◆ Supplied data
++++++++++
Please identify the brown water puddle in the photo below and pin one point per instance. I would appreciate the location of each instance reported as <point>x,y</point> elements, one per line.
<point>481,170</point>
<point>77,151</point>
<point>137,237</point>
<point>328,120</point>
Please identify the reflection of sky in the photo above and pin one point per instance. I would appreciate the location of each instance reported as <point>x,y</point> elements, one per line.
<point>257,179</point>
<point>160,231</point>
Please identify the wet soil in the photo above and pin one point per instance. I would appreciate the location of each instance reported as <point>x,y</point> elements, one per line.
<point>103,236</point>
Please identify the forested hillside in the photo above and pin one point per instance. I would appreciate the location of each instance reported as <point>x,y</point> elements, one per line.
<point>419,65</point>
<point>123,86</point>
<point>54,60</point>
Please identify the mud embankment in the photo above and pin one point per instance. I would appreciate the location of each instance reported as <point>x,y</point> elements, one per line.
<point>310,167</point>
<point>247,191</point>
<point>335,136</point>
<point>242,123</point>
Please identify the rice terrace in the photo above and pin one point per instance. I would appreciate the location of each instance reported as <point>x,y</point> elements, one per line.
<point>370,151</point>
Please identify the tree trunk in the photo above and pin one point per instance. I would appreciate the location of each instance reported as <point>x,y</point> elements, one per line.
++++++++++
Output the records in full, keeping them exactly as they are.

◆ Task solution
Please identify the brown water puddle in the photo below and pin one point per instance. I would appreciate the location of each instance reported as <point>x,y</point> elements, one per line.
<point>481,170</point>
<point>77,151</point>
<point>137,237</point>
<point>328,120</point>
Please identify the reflection of sky in the photo above and pin one point per instance. I would appreciate the location of each instance reported as <point>x,y</point> elements, one per line.
<point>257,179</point>
<point>160,231</point>
Please identify the wet soil in the photo above and pin one point per instance. I would appreciate the location of each instance reported as <point>x,y</point> elements, one per line.
<point>103,236</point>
Please identify the forested hillside in the photo above and pin one point per instance. I would appreciate the location of each instance reported as <point>x,y</point> elements, one per line.
<point>419,65</point>
<point>123,86</point>
<point>54,60</point>
Please identify the mud embankment in the photo above and pin one point per instance. I would appreciate the location of each instance reported as <point>x,y</point> elements, one per line.
<point>310,167</point>
<point>247,191</point>
<point>335,136</point>
<point>242,123</point>
Please identify the rice terrace in the photo above and pin one point per instance. I would appreciate the location of each instance reported as <point>x,y</point> elements, one per line.
<point>370,151</point>
Please identify the tree trunk in the photo above and pin one point per instance. I would appreciate the location of each instance reported as <point>x,y</point> elements, one per line.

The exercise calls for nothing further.